Stated problem: In the records below, find the line containing "Kindly point to the white trouser"; give it again exactly, along with every line that follows, and nothing else.

Input for this task:
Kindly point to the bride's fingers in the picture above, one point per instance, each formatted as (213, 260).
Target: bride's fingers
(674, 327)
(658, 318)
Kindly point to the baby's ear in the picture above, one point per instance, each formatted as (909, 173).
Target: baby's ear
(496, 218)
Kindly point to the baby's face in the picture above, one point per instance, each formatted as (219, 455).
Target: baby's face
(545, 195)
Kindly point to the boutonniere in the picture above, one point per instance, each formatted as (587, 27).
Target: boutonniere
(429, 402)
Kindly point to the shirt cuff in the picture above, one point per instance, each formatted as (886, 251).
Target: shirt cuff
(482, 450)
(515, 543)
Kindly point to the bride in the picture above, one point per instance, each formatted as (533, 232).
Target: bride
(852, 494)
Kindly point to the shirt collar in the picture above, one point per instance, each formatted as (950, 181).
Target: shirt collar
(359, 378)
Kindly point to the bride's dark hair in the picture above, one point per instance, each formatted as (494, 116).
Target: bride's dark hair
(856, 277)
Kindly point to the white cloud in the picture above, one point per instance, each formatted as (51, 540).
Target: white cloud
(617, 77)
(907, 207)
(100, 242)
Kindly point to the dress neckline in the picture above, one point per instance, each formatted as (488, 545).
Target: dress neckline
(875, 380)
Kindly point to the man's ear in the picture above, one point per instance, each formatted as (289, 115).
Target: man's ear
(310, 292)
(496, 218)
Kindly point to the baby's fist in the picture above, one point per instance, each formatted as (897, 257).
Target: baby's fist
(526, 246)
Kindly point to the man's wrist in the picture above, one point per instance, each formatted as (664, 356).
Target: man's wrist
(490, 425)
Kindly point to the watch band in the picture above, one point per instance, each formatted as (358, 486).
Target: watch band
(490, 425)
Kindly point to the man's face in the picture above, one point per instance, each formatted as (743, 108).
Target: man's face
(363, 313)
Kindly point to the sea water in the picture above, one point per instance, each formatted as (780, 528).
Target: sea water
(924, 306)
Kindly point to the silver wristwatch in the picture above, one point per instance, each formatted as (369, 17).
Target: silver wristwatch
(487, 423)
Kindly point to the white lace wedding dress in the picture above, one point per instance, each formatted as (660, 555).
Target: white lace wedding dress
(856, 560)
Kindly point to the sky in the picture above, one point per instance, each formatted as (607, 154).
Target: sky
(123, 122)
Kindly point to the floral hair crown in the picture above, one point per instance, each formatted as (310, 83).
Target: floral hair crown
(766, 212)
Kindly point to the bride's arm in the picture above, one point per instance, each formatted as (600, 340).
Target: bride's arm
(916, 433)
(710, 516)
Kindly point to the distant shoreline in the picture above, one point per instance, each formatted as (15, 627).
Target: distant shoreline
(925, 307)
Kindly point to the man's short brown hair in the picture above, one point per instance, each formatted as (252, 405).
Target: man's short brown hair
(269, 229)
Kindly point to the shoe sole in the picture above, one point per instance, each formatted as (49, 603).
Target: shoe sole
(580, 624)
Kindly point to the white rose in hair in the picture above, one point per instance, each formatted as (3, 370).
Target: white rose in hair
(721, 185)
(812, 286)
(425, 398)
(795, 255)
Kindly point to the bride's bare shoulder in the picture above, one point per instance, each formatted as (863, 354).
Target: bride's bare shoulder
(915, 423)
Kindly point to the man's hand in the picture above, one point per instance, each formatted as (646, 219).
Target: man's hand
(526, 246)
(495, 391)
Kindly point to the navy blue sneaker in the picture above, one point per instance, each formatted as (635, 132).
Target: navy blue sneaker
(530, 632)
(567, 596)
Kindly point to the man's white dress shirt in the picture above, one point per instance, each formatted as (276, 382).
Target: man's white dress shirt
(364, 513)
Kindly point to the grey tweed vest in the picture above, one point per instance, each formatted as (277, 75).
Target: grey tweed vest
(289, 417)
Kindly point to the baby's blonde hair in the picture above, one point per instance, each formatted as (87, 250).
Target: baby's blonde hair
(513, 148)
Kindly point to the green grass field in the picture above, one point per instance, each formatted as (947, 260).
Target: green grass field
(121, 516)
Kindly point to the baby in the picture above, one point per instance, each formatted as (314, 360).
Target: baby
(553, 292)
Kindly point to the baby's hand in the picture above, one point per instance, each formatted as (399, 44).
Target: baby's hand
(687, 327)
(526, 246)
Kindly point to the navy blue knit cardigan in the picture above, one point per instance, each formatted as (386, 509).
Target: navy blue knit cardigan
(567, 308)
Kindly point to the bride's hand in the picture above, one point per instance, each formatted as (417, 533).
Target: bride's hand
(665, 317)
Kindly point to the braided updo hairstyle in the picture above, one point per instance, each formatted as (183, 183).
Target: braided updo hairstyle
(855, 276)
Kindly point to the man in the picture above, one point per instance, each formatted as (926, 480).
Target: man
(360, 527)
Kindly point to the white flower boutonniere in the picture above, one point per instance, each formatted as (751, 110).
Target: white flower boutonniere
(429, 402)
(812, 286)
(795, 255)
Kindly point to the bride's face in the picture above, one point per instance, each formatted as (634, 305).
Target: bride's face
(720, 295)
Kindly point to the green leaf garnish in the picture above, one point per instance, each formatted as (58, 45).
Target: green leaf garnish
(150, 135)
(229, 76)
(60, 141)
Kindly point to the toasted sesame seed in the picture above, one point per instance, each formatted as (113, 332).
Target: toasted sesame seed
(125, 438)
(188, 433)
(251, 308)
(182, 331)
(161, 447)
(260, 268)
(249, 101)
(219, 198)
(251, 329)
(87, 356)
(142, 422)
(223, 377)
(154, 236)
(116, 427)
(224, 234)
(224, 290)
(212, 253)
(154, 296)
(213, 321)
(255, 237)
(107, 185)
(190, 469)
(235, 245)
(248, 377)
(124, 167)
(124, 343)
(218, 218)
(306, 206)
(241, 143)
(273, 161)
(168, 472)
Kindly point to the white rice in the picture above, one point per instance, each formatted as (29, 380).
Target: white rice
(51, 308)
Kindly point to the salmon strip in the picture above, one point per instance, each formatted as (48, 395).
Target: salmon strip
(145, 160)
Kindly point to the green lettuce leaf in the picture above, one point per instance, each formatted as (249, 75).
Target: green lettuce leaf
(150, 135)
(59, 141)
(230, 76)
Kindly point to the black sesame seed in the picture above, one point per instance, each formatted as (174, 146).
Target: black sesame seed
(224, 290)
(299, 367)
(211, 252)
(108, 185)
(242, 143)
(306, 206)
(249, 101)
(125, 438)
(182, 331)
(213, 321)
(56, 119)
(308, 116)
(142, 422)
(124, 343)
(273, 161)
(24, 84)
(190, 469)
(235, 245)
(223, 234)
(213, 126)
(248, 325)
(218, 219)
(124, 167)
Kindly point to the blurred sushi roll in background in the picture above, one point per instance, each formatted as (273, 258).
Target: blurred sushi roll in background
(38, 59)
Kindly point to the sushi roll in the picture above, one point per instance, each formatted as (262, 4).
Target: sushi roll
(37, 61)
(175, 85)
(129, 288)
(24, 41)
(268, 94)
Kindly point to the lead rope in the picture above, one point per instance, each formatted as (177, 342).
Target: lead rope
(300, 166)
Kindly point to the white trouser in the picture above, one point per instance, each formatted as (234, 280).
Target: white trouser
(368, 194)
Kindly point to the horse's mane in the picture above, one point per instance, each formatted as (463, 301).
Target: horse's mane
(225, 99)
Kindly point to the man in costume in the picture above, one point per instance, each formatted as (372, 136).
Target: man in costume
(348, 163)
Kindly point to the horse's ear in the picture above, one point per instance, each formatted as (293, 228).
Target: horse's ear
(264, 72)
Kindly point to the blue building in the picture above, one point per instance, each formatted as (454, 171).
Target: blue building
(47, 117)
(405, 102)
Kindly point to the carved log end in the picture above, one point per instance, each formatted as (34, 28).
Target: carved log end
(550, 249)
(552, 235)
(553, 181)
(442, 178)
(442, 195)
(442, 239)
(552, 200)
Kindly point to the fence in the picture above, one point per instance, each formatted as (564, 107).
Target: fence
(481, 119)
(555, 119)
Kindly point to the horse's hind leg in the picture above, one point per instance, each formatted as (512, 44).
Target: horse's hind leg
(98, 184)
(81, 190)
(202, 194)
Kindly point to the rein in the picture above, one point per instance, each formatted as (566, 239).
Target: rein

Right answer:
Kindly point to the white trouser in the picture above, one point per instance, each formatted as (234, 280).
Target: white trouser
(368, 194)
Kindly point to the horse's mane in the picture above, one point per instance, each formatted as (463, 301).
Target: horse's mane
(225, 99)
Kindly point to the man in costume in the picture above, one point per instance, each formatted as (372, 136).
Target: man in costume
(348, 163)
Kindly point to the horse's ear in the picture above, one point per instance, each formatted as (293, 228).
Target: horse's ear
(264, 72)
Kindly point to the blue building in the picture above, one point per instance, each formatted as (454, 171).
Target: blue building
(47, 117)
(405, 102)
Kindly point to the carved log end in the picture above, one point per instance, each formatted as (34, 28).
Target: carved log end
(550, 249)
(552, 235)
(553, 181)
(442, 178)
(442, 195)
(442, 239)
(552, 200)
Kindly point to the fence in the picture above, one point per instance, each formatted as (564, 107).
Target: fence
(481, 119)
(555, 119)
Kindly point to the horse's hind leg in the picture above, one point per instance, each formatted as (512, 44).
Target: horse's hind leg
(98, 184)
(81, 190)
(202, 194)
Kindly point to the rein in the picture above, one point per instance, each formatted as (566, 239).
Target: rein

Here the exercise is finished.